Go through the data and copy every line exactly, but not the images.

[Entries from a point annotation set]
☆ ☆ ☆
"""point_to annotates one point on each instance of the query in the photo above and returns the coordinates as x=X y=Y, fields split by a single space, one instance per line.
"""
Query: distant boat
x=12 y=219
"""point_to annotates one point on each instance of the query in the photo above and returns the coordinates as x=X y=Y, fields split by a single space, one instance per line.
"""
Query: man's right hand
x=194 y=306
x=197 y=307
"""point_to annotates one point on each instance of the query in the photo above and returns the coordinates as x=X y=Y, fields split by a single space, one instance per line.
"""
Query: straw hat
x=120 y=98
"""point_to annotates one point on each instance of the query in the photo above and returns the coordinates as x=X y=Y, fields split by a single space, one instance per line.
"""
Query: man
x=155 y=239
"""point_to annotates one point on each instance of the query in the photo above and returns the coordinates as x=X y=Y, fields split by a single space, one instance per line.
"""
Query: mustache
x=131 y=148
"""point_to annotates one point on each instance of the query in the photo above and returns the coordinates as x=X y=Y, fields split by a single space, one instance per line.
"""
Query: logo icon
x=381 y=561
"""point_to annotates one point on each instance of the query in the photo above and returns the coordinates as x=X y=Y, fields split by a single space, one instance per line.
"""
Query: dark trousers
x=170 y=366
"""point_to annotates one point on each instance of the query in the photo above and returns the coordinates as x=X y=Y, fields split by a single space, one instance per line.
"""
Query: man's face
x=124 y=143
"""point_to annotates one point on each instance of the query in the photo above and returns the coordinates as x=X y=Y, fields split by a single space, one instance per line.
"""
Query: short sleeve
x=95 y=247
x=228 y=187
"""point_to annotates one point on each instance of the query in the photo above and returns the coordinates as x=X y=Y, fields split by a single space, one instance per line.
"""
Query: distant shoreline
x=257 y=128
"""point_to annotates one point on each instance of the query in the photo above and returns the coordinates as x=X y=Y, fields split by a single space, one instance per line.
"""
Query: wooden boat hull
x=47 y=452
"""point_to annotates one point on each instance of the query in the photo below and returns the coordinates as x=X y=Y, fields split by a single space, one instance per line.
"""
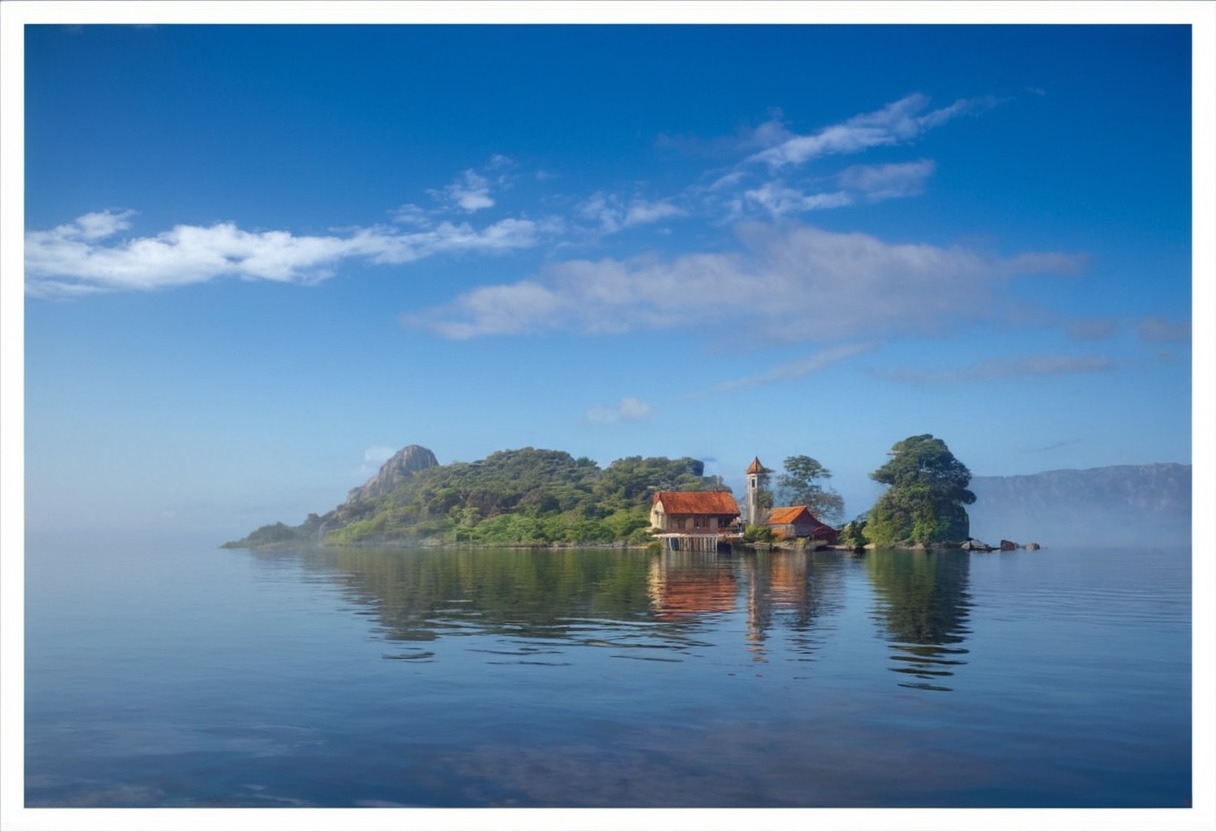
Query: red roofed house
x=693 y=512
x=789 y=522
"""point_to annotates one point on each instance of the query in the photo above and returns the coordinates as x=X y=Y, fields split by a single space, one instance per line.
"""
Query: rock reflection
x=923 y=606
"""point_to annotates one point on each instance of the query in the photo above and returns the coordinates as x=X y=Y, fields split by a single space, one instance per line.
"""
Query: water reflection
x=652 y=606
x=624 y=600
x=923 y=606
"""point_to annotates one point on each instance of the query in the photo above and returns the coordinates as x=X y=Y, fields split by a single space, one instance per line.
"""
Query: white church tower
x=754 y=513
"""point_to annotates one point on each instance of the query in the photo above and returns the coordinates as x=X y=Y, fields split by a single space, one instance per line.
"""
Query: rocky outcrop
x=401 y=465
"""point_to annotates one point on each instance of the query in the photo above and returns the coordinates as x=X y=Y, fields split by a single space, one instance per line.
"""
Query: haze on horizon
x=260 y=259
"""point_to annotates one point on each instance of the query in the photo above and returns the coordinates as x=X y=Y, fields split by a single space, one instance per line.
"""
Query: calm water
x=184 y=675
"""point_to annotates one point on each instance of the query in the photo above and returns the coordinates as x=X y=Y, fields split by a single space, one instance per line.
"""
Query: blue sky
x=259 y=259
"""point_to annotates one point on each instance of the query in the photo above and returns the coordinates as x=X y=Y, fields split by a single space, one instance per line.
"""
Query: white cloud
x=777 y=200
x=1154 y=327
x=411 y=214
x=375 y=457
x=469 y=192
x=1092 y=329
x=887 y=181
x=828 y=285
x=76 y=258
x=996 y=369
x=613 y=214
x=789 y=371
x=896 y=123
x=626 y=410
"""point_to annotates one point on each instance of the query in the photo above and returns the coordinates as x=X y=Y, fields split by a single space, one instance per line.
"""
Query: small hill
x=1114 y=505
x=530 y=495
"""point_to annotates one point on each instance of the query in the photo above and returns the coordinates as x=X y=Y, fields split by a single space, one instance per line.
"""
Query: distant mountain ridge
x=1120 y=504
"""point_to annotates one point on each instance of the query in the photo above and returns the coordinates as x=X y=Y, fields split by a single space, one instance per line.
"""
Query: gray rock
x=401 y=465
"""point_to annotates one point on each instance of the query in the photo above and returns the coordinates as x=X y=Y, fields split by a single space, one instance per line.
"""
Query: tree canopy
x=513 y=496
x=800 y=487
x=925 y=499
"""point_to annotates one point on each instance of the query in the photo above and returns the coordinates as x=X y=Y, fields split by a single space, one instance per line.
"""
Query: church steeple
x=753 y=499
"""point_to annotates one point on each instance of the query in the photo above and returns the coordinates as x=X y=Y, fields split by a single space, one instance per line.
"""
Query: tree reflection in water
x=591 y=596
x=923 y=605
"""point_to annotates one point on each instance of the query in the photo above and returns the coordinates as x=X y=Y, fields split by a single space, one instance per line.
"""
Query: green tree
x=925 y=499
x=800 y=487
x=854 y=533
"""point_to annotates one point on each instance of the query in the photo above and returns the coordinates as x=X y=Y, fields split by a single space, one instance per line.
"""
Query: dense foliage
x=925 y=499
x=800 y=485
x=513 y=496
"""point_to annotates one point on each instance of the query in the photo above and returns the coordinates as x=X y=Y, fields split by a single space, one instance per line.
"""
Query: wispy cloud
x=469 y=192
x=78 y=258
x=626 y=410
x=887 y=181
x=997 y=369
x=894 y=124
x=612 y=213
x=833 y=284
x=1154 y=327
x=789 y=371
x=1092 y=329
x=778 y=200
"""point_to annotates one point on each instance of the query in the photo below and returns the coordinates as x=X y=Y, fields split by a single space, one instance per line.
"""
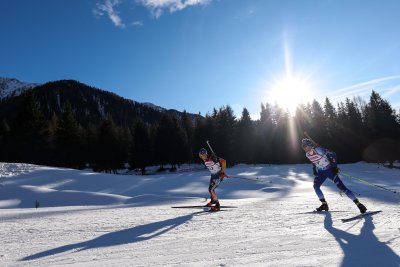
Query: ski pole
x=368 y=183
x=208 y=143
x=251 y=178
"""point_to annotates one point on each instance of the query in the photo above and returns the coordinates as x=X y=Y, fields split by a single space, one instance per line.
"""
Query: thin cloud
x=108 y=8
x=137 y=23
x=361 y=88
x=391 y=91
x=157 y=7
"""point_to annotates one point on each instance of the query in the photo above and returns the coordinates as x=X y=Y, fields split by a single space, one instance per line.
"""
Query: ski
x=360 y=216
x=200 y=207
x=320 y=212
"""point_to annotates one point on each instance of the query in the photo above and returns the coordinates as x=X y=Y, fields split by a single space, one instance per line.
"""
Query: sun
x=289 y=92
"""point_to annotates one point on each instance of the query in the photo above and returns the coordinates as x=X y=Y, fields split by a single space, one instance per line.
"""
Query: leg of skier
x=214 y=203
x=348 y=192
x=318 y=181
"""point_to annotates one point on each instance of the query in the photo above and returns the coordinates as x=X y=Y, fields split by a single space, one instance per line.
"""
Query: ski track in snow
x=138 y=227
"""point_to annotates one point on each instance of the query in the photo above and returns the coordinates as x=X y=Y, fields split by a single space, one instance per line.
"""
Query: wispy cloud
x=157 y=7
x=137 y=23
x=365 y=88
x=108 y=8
☆ ☆ ☆
* [Complete answer]
"""point_to annotates one point on each instance of the query in the photo above and returns the coordinates as x=X y=Y, fields split by a single space, one instance per line.
"""
Query: distant boat
x=12 y=219
"""point_to annotates one point on each instance of the query in the photo above and returns the coordinates as x=X y=Y, fields split by a single space, one instance per line.
"""
Query: man's right hand
x=194 y=306
x=197 y=307
"""point_to annotates one point on each instance of the query in the photo above and returns the coordinates as x=X y=Y, fields split by a single space, one instance per line.
"""
Query: straw hat
x=120 y=98
"""point_to annotates one point on each instance of the query in the photo above and returns the coordinates as x=X y=Y, fields split by a single space, one instance per line.
"""
Query: man
x=155 y=239
"""point_to annotates one point on each instance of the query in the photo above and returns the coordinates as x=X y=Y, fields split by a single space, one instance per line.
"""
Query: mustache
x=131 y=148
"""point_to annotates one point on each instance of the query in the photo above and returns the coordinates as x=X y=Y, fields split by a single space, one instance per line.
"""
Query: logo icon
x=381 y=561
"""point_to annotates one point on each instance of the query in the photo above and returns the coordinates as x=X y=Y, fields split by a single space, one instance per line.
"""
Query: dark trousers
x=170 y=366
"""point_to annotates one point on each instance of the query in the photo above and returns the coordinates as x=X y=Y, fields split by a single space, one instance per line.
"""
Query: man's face
x=124 y=143
"""point_to annotates one point on each instance of the query in the photo above and returns the coordinates as x=X y=Y, fields split by a single space, one instance per line.
"""
Query: short sleeve
x=95 y=247
x=228 y=187
"""point_to annotates one point on each instance of the query in the photo above and returns the coordinates as x=X y=Y, fields split by a single space, one instance per line.
"""
Query: distant shoreline
x=257 y=128
"""point_to annotates one point on each instance of the query in the photo above and returns the coordinates as x=X y=Y, fields split by a single space, one instance per line.
"""
Query: wooden boat hull
x=47 y=452
"""point_to annotates one point on each instance of the query in the photo below and returns the coordinates as x=X y=Y, fields split by a single space, one instance per line.
"""
Query: red roofed house
x=693 y=512
x=789 y=522
"""point_to annotates one point on each instance of the query in the photo above and returns the coordinates as x=X y=Y, fields split by a single space, one instance per line.
"""
Query: rock reflection
x=923 y=606
"""point_to annotates one point on each instance of the query in the photo above and returns the coordinates as x=X y=Y, fields split by a single space, one instance per line.
"""
Query: water reflection
x=652 y=606
x=624 y=600
x=923 y=606
"""point_to annotates one point on each instance of the query in the photo above and returns the coordinates as x=X y=Y, fields split by a single space, one instance per line.
"""
Query: white church tower
x=754 y=513
"""point_to annotates one point on each instance of the query in the photo above and returns the coordinates as x=X y=Y, fields split by a single space, one instance per line.
"""
Query: rocky outcrop
x=401 y=465
"""point_to annotates one point on each instance of the query in the photo above and returns the coordinates as x=X y=Y, fields split by a single space, one instance per line.
"""
Query: haze on horizon
x=260 y=259
"""point_to annotates one point on each instance of the query in the photo above and returns the coordinates as x=X y=Y, fields split by a single space, one instance per line.
"""
Query: calm water
x=184 y=675
"""point_to annotates one point on each instance of the query in the photo above and returns the coordinates as x=X y=Y, fields split by a single space, one instance per line.
"""
Query: blue sky
x=259 y=259
"""point_to annotates one point on each instance of the query in the photo above and returns the coordinates as x=X y=Y, fields split by a single space, one instance per line.
"""
Query: white cloud
x=777 y=200
x=1154 y=327
x=411 y=214
x=375 y=457
x=469 y=192
x=1092 y=329
x=887 y=181
x=828 y=285
x=76 y=258
x=996 y=369
x=613 y=214
x=789 y=371
x=896 y=123
x=626 y=410
"""point_to annotates one point on each instance of the query in the photo above and returns the coordinates as x=X y=Y, fields split by a single space, one instance per line.
"""
Query: small hill
x=1114 y=505
x=530 y=495
"""point_to annotates one point on each instance of the query in the photo above and returns the coordinates as x=X y=Y, fields split by a single space, one instance per line.
"""
Query: distant mountain ridge
x=1120 y=504
"""point_to annotates one point on each instance of the query in the photo above and returns the coordinates as x=X y=Y, fields split by a single space, one instance per line.
"""
Query: gray rock
x=401 y=465
"""point_to annotates one point on each instance of the query in the photo above and returns the coordinates as x=X y=Y, fields split by a single space, one instance per line.
"""
Query: tree canopy
x=513 y=496
x=800 y=487
x=925 y=499
"""point_to annotates one point on each instance of the query in the photo above and returns the coordinates as x=X y=Y, fields split by a single space, one instance per line.
"""
Query: church steeple
x=753 y=499
"""point_to annotates one point on each instance of the query in the photo above and returns the coordinates as x=X y=Y, fields split by a single space, one instance per line.
"""
Query: tree reflection in water
x=591 y=596
x=923 y=605
"""point_to annotates one point on each instance of the query in the photo above and returns the coordinates as x=X y=Y, fields split by a single space, one instance per line.
"""
Query: green tree
x=925 y=499
x=800 y=487
x=854 y=533
"""point_to annotates one point on each instance of the query in the photo above and returns the coordinates as x=X y=Y, fields split by a single space, one instance per line.
"""
Query: dense foliage
x=925 y=499
x=800 y=485
x=513 y=496
"""point_to annotates one point on each instance of the query in the photo above and returns the coordinates as x=X y=Y, fields split by a single space, one instance per line.
"""
Query: wispy cloud
x=469 y=192
x=78 y=258
x=626 y=410
x=887 y=181
x=997 y=369
x=894 y=124
x=612 y=213
x=833 y=284
x=1154 y=327
x=789 y=371
x=1092 y=329
x=778 y=200
"""point_to annotates one point on each instance of the query in the photo below and returns the coordinates as x=X y=Y, fields split by a single space, one instance per line.
"""
Query: ski pole
x=368 y=183
x=208 y=143
x=251 y=178
"""point_to annotates one point on each instance of the query in the photo above and returns the coordinates as x=X y=Y, fields split by a single space, one instance per line.
"""
Query: thin cloud
x=108 y=8
x=137 y=23
x=361 y=88
x=391 y=91
x=157 y=7
"""point_to annotates one point on each instance of the query in the photo above and returns the coordinates as x=X y=Y, fields split by a single space, one instance per line.
"""
Query: ski
x=360 y=216
x=200 y=207
x=320 y=212
"""point_to annotates one point on each instance of the query in the photo above and returns the coordinates as x=X y=Y, fields split by a single space, one instance per line.
"""
Query: sun
x=289 y=92
"""point_to annotates one point on each instance of the query in the photo above and returns the coordinates as x=X y=Y, fields split by a single space, one instance per line.
"""
Query: leg of skier
x=214 y=203
x=348 y=192
x=318 y=181
"""point_to annotates one point on each instance of the query in the photo above and returns the coordinates as x=X y=Y, fields split by a single space, one instance per line.
"""
Query: ski track in snow
x=138 y=227
"""point_to annotates one point on each instance of the query in the photo above and returns the coordinates as x=X y=Y, fields split by a single space, one instance per line.
"""
Query: wispy cloud
x=157 y=7
x=137 y=23
x=365 y=88
x=108 y=8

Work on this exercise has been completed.